> _Work item_: Write out every record in full, exactly as written, please.

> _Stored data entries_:
————
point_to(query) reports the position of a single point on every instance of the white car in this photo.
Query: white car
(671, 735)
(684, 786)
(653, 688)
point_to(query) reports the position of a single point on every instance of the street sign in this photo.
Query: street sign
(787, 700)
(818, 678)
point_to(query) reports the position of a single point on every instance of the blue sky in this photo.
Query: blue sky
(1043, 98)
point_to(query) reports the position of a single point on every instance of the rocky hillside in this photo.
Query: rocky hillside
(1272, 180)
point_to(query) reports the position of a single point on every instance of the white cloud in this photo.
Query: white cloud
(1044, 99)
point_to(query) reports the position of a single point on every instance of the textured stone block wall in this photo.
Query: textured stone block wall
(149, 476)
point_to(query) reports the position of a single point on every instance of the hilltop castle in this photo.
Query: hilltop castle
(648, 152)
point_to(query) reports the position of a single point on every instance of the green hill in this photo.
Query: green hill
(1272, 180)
————
> _Written solution_:
point_to(query) reports the position of a single point on every instance of the white car in this photo.
Query: white car
(671, 735)
(684, 786)
(653, 688)
point_to(query) reports the position of a single point on every instance of the street sign in this photo.
Query: street sign
(787, 700)
(818, 678)
point_to(query) reports the position of a single point on every instance of the blue sky in this photo.
Query: blue sky
(1043, 98)
point_to(query) reports the position of a single point on every instance of the rocky hillside in this photo.
Query: rocky hillside
(1272, 180)
point_to(query) reports the position of a single point on every instance of the white cloud in this photo.
Query: white cloud
(1044, 99)
point_to(query) reports the position of a single point on every instance of the textured stone block wall in this photo.
Query: textured stone block wall
(149, 476)
point_to(query) reports the position of a single point on every instance of the hilltop castle in this photo.
Query: hilltop castle
(648, 152)
point_to(query) reports the position of a single point on every instance of the green hill in this photo.
Query: green hill
(1272, 180)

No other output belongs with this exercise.